──────── Provided data ────────
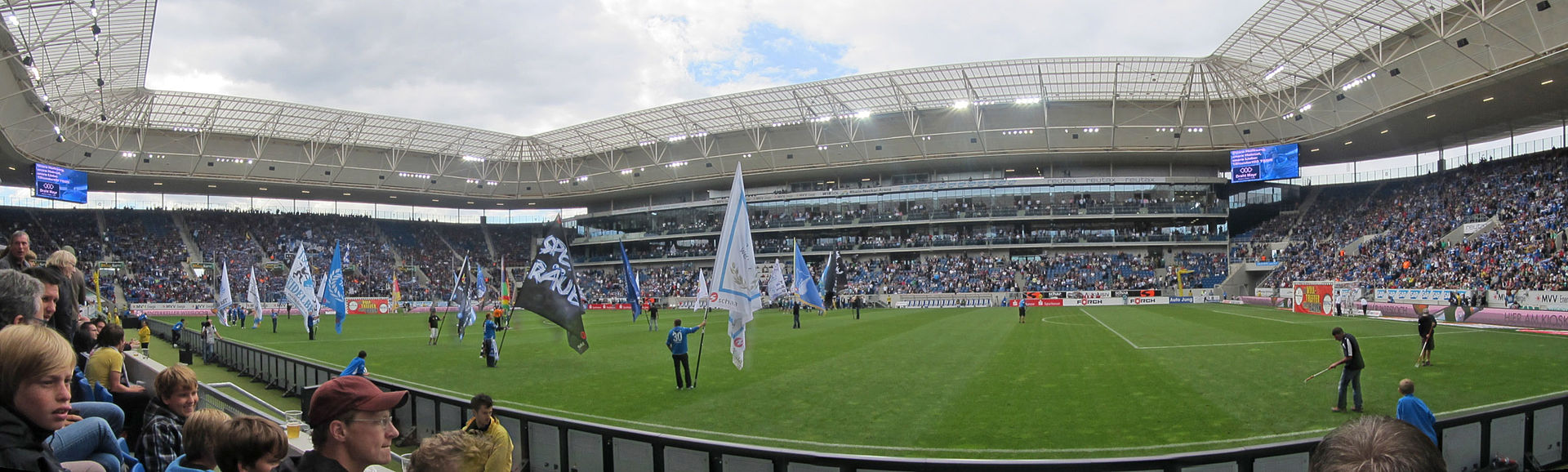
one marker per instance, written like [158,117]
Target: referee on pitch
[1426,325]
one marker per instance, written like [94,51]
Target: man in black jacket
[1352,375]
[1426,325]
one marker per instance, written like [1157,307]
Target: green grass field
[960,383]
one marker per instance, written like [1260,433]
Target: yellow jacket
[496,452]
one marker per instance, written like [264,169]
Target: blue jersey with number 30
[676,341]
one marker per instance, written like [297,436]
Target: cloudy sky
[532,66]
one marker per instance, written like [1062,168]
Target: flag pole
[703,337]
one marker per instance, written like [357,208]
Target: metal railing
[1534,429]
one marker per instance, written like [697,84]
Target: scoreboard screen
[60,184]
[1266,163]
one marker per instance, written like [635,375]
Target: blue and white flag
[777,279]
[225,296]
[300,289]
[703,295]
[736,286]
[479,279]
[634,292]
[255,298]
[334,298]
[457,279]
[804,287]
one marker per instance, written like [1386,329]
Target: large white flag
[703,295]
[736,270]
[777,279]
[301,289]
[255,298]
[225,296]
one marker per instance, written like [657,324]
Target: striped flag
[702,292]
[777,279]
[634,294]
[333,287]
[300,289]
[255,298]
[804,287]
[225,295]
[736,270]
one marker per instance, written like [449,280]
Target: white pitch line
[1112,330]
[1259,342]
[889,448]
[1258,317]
────────
──────── Provided data ────────
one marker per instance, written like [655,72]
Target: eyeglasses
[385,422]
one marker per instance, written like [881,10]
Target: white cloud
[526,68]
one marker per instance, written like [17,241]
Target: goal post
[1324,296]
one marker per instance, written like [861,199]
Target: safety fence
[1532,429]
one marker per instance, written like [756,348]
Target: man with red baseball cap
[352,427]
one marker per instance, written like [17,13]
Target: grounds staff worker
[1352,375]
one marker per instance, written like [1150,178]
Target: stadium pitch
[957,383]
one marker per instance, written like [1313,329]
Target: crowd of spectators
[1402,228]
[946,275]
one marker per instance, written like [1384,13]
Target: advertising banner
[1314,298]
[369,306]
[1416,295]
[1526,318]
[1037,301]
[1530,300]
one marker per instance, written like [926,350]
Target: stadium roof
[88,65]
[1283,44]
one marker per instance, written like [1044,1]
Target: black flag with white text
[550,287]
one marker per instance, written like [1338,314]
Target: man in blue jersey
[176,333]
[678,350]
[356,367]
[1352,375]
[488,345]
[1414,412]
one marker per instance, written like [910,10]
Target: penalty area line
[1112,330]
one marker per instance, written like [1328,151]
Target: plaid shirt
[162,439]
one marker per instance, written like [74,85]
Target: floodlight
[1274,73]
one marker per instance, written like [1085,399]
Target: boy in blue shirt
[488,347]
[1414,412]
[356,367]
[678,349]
────────
→ **Instructions to follow**: Find every line in the listing above that contains the word "with", and copy each of those lines.

→ **Answer to this exercise**:
Target: blue jersey with number 30
Target: man with red baseball cap
Target: black flag with white text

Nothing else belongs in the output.